═════ Task input ═════
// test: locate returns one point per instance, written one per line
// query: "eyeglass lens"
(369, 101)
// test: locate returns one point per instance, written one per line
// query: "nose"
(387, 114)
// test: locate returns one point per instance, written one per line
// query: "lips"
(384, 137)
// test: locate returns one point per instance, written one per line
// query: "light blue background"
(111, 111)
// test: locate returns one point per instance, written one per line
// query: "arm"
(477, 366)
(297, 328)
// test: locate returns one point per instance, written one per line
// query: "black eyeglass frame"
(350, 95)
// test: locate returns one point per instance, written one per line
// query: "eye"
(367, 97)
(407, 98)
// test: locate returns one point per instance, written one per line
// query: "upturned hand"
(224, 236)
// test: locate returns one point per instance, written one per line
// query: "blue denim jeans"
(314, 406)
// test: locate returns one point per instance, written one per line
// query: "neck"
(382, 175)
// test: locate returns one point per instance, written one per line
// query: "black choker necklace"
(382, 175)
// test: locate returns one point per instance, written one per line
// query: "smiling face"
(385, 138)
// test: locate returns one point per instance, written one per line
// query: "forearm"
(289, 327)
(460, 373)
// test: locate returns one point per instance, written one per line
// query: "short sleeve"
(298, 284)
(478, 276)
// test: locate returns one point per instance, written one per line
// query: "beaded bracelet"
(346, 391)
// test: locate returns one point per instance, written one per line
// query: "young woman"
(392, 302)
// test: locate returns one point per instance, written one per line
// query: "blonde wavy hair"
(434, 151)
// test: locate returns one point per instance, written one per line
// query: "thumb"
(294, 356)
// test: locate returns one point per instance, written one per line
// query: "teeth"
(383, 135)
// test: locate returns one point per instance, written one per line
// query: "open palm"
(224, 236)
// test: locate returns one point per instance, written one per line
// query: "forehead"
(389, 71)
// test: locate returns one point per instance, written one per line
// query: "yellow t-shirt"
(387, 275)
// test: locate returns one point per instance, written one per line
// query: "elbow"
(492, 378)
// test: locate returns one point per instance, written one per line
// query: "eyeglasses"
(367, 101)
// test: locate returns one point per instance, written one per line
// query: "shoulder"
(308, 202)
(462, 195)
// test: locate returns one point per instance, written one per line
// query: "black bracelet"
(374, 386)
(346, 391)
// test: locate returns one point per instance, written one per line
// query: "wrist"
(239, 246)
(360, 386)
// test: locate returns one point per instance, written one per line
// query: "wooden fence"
═════
**Directions:** Each of the entries above needs to be given again exactly.

**Finished exercise:**
// test: locate returns one point per instance, written one per line
// query: "eyeglass lens"
(369, 101)
// test: locate returns one point per instance, written one per line
// query: "nose"
(387, 114)
// test: locate returns one point per instance, written one per line
// query: "lips"
(384, 137)
// test: locate returns one point per instance, written one per line
// query: "light blue background"
(111, 111)
// test: locate returns one point per instance, written one per line
// query: "arm"
(477, 366)
(297, 328)
// test: locate returns one point per instance, written one per line
// query: "black eyeglass frame"
(350, 95)
// test: locate returns one point per instance, written one per line
// query: "eye"
(367, 97)
(407, 98)
// test: locate returns one point per instance, written one per line
// query: "upturned hand"
(224, 236)
// test: locate returns one point per instance, written one per line
// query: "blue denim jeans"
(314, 406)
// test: locate returns one point per instance, written one per line
// query: "neck"
(382, 175)
// test: locate returns one point per instance, written one per line
// query: "black choker necklace"
(382, 175)
// test: locate returns one point per instance, written one per line
// query: "smiling face"
(385, 138)
// test: locate returns one point per instance, written one per line
// query: "forearm"
(289, 327)
(460, 373)
// test: locate returns one point per instance, written one per line
// query: "short sleeve"
(298, 284)
(478, 276)
// test: locate returns one point per instance, written one per line
// query: "beaded bracelet"
(346, 391)
// test: locate returns one point per instance, written one per line
// query: "young woman"
(392, 302)
// test: locate returns one point per instance, written one per line
// query: "blonde wavy hair"
(434, 151)
// test: locate returns one point per instance, written one per line
// query: "thumb"
(294, 356)
// test: locate returns one point per instance, written one per line
// query: "teeth"
(383, 135)
// test: locate returns one point per instance, written one per line
// query: "open palm"
(224, 236)
// test: locate returns one point per instance, written one per line
// query: "forehead"
(389, 71)
// test: locate returns one point per instance, written one per line
// query: "yellow t-shirt"
(387, 275)
// test: locate returns one point per instance, written one per line
// query: "elbow"
(492, 378)
// test: locate returns one point per instance, written one per line
// query: "eyeglasses"
(367, 101)
// test: locate returns one point per instance, written one per line
// query: "shoulder"
(308, 202)
(462, 195)
// test: locate returns one point per instance, written one per line
// query: "black bracelet"
(374, 386)
(346, 391)
// test: locate returns one point per instance, written one per line
// query: "wrist"
(239, 246)
(360, 386)
// test: locate returns one point per instance, written one per line
// query: "wooden fence"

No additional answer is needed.